- **SET TASK 1**: Repeat part of the concert review word for word, beginning at the words "This is my first" and stopping after the words "what I know.".

- **DOCUMENT EXCERPT**:
Wednesday, 14 May 2008

A Place To Bury Strangers / The Tamborines / The Pity Party

Tamborines pic by Bob Stuart

This is my first time at The Social, which is not so much a venue as a 60’s night club set in a stairwell between two office buildings. It is so narrow that it is almost impossible for two people to stand side by side without one of them rubbing against a wall. I like it.

Tonight’s gig is brought to us by the good people of Sonic Cathedral, London’s premier purveyors of droney, distorty, feedback strewn melodies. The DJ’s are very hairy, very serious and play the kind of music that soundtracks forty year old Italian science fiction films. I like this too.

The first act on are The Pity Party, who have come all the way from Los Angeles to be here. Consisting of a red headed gal on drums and a skinny guy soloing on guitar, they are so raw and uncertain that I mistakenly assume that this is one of their first ever gigs. And that all they need is practice. Shows what I know.

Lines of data
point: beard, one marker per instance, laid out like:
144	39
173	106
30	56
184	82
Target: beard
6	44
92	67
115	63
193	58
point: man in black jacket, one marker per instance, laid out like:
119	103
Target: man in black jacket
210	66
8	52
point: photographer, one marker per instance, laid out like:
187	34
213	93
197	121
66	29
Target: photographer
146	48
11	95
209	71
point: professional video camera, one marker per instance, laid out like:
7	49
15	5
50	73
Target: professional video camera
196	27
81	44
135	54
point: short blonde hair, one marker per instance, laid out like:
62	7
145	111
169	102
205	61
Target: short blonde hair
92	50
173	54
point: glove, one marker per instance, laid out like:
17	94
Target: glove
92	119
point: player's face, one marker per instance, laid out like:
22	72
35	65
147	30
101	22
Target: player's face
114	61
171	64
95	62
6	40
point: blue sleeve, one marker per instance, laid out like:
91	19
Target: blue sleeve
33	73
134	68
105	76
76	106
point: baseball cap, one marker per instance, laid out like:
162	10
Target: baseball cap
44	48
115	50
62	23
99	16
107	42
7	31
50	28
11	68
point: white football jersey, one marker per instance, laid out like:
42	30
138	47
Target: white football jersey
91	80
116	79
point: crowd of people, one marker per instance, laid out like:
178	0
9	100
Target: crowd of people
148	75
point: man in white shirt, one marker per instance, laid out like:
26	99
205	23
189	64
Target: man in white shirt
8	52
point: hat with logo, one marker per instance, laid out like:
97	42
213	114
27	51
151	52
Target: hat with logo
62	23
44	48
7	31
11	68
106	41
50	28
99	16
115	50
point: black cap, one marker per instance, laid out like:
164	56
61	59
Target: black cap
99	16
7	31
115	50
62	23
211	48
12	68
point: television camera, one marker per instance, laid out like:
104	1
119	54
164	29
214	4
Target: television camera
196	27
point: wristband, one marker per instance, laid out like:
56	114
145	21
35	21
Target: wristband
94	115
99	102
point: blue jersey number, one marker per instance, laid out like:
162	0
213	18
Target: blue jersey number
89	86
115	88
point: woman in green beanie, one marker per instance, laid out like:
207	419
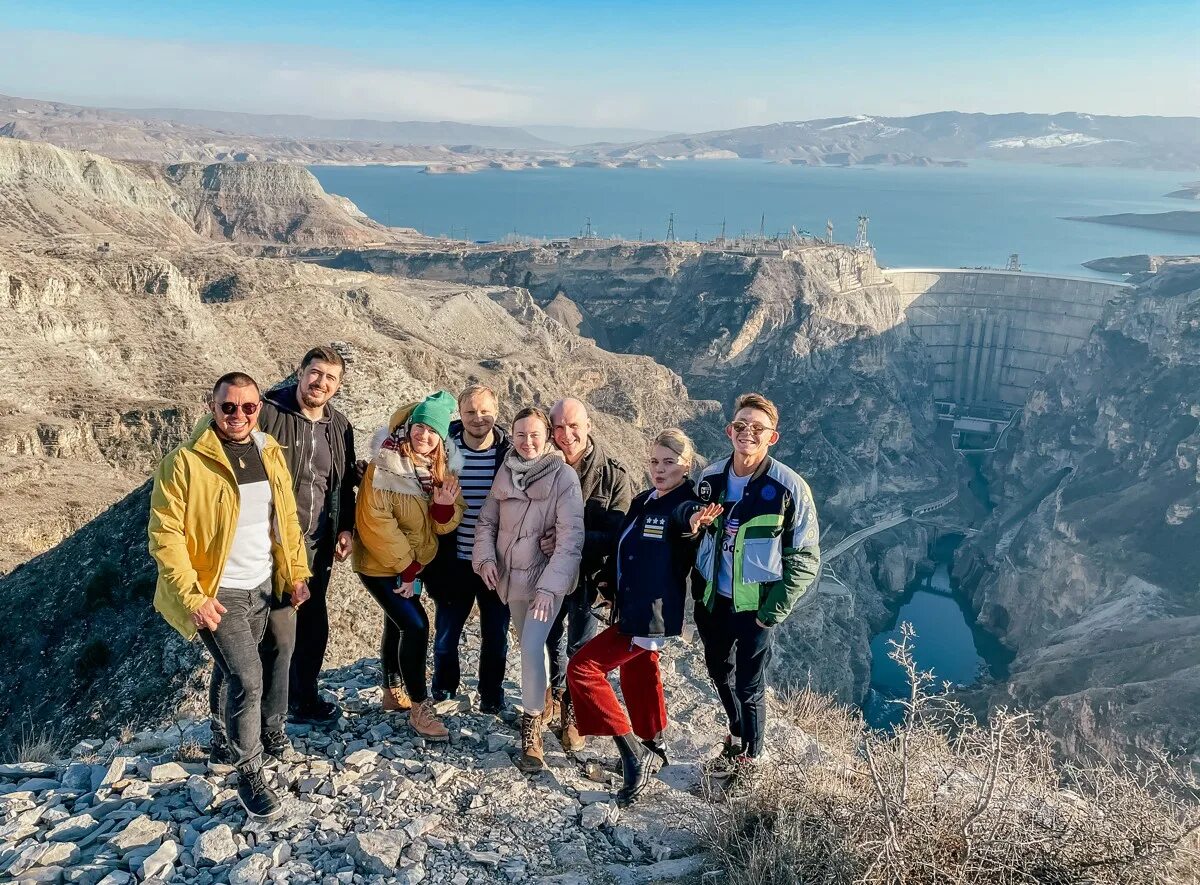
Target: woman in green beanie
408	495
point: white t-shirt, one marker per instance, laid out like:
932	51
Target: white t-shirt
733	493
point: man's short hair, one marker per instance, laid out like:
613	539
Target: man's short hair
325	354
234	379
477	390
757	401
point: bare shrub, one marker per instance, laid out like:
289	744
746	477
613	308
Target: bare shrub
945	799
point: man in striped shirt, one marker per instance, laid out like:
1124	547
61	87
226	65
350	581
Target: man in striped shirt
450	579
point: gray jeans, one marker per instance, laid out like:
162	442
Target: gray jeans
534	662
250	678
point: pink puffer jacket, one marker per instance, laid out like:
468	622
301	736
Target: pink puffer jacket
513	521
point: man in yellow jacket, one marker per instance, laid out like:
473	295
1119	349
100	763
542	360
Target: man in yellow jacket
225	534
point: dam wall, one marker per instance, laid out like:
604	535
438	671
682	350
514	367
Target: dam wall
994	333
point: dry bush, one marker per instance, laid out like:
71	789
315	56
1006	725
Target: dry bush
36	744
945	799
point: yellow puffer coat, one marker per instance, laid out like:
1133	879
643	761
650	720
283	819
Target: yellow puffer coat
393	527
193	516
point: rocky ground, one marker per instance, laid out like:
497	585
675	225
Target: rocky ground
367	801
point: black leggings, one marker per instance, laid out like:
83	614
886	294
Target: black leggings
406	637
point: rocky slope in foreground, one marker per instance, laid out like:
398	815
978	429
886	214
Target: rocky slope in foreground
1091	563
77	197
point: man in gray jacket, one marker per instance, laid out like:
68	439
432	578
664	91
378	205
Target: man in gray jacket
607	493
318	445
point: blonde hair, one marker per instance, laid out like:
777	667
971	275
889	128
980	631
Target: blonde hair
678	443
757	401
437	458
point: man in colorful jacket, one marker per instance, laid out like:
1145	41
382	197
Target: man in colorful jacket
225	534
757	557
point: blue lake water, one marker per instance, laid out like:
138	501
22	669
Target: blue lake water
918	216
946	643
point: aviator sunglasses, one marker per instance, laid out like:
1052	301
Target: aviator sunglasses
246	408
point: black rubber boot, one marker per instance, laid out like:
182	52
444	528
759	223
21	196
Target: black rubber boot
634	768
659	747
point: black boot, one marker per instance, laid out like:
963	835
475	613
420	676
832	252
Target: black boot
256	795
634	766
659	747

- **SET TASK 2**: Substitute "leather" for "rubber" in the listing lines that begin at the line that has "point: man in colorful" and continue through the end of the listing. Give back only those lines, with all else unchanged.

- **WORKED SOLUTION 1**:
This is my first time at The Social, which is not so much a venue as a 60’s night club set in a stairwell between two office buildings. It is so narrow that it is almost impossible for two people to stand side by side without one of them rubbing against a wall. I like it.

Tonight’s gig is brought to us by the good people of Sonic Cathedral, London’s premier purveyors of droney, distorty, feedback strewn melodies. The DJ’s are very hairy, very serious and play the kind of music that soundtracks forty year old Italian science fiction films. I like this too.

The first act on are The Pity Party, who have come all the way from Los Angeles to be here. Consisting of a red headed gal on drums and a skinny guy soloing on guitar, they are so raw and uncertain that I mistakenly assume that this is one of their first ever gigs. And that all they need is practice. Shows what I know.

- **WORKED SOLUTION 2**:
point: man in colorful jacket, one marker per instance, laid out like:
1145	41
382	197
Target: man in colorful jacket
225	534
757	557
point: blue lake water, one marker per instance, laid out like:
138	501
22	669
Target: blue lake water
918	216
946	643
point: aviator sunglasses, one marker per instance, laid out like:
1052	301
Target: aviator sunglasses
246	408
point: black leather boot, one marker per instance, laid out like:
182	52
444	528
759	223
21	196
Target: black leather boot
634	768
659	747
point: black boot, one marker per instance, laid out like:
963	835
475	613
420	676
832	252
Target: black boot
256	795
634	766
659	747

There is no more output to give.